# PREGUNTAS
1) Según el texto sobre la historia del ajedrez, ¿con qué materiales se tallaron las figuras halladas en la isla escocesa de Lewis?
2) Prosigue el texto sobre la historia del ajedrez a partir de su última oración.

# SECCIÓN DE TEXTO
★ ★ ★ ★
Las figuras que se utilizaban para este juego también han variado de acuerdo al lugar en donde se ha jugado, por ejemplo, en la India era una guerra entre elefantes. Cuando el juego llega a Persia, las figuras toman formas abstractas –por las restricciones que impone el Islam– y se le cambió de nombre a “she” que viene de “sha” o rey. Cuando se decía “sha mat”, es que el rey no tenía escapatoria.
Cuando el juego llega a Europa, pareciera que toma la representación jerarquizada de la sociedad medieval. En el Museo Británico de Londres, se exponen figuras ajedrecísticas que fueron encontradas en la isla escocesa de Lewis, talladas en marfil de morsa y colmillos de tiburón, que representan imágenes con una clara inspiración vikinga.
Siguiendo la ruta de la seda, el ajedrez va tomando otros nombres y características, para deleite de quienes lo practican. Por ejemplo, en China, existe un juego similar que se llama “Go”. La diferencia con el ajedrez, entre otras, es que las piezas son ubicadas en las intersecciones de cada uno de los cuadros del tablero.
En el Imperio mongol de Tarmelan, se diseñó un tablero de once por diez casillas, en donde se establecen ciudadelas o fortalezas.
En Japón, apareció el “Sho-gi”, que tiene muchas similitudes con el ajedrez, salvo que las piezas eliminadas pueden ser utilizadas por el contrincante.
En 1283, Alfonso X recomendaba que las mujeres jugaran al ajedrez, al igual que los viejos, porque ambos se encontraban recluidos en sus moradas.
Se sabe que, en la España de finales del siglo XV, dada la fuerza de la reina Isabel la Católica, se sustituyó una pieza –que solo se movía un cuadro y en diagonal– denominada “alferza” o consejero, por la reina o dama con gran movilidad en el tablero y en consecuencia, la más poderosa. Además, se estableció que cuando un peón llegara hasta la primera línea del bando contrario, podía “coronarse” y convertirse en reina.
★ ★ ★ ★
# REGISTROS DE DATOS

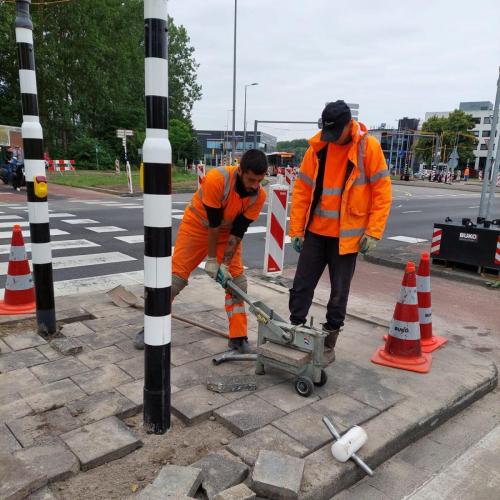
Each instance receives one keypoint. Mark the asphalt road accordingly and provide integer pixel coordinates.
(98, 237)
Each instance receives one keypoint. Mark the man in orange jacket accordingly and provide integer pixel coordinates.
(213, 225)
(340, 204)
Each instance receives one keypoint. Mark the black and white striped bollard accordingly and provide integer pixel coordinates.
(34, 165)
(157, 156)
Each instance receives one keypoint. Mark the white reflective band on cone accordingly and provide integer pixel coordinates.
(404, 330)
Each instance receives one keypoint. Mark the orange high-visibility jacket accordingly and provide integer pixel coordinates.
(366, 199)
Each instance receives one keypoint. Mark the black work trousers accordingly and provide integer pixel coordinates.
(317, 253)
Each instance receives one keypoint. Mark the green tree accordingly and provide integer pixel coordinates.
(454, 131)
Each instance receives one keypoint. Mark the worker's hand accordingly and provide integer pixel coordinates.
★ ★ ★ ★
# RESPUESTAS POR TAREA
1) Con marfil de morsa y colmillos de tiburón.

2)
Antes de que estallara la Revolución Francesa, el ajedrez fue prohibido durante un corto tiempo, por sus referentes monárquicos.
Santa Teresa de Jesús, patrona de los ajedrecistas españoles, en su obra: “Camino de Perfección”, escribía: “quien no sabe dar jaque, menos sabrá dar mate”.
Otros personajes históricos que se aficionaron con el ajedrez, como Napoleón, Benjamín Franklin, Pushkin, Edgar Allan Poe.
Pero también los países se obsesionaron con este deporte-ciencia. En 1972, durante la Guerra Fría, las dos potencias mundiales más poderosas, se enfrentaban en un tablero. Los ojos del mundo estaban puestos en el Campeonato Mundial de Ajedrez que se celebraba en Reikiavik, Islandia. El representante de la Unión Soviética, Boris Spassky, gran favorito, esperaba tranquilamente a que su oponente llegara al recinto para iniciar la partida. Mientras tanto, el americano Bobby Fischer declaraba a los medios: “el ajedrez es la guerra en un tablero”. A pesar de los pronósticos, Fischer se llevaría la victoria.
Resulta interesante, antes que Kasparov fuera derrotado por la súper computadora de IBM, conocida como Deep Blue, en 1997; ya lo había sido Napoleón, casi dos siglos antes, por un autómata llamado “El Turco”. Este aparato resultó realmente una ilusión, pues quien realmente jugaba era un gran maestro de ajedrez que estaba escondido al interior de la máquina.
El ajedrez es una batalla de damas y caballeros en torno a una mesa cuadrada. Un juego de estrategia en donde dos jugadores no solo ponen en cuenta sus habilidades, sino también su paciencia para visualizar como puede superar a su oponente.
Cada partida es un recuento de los aprietos en que se ponen a las piezas blancas y negras y la habilidad para desactivar el ataque y retomar la ofensiva.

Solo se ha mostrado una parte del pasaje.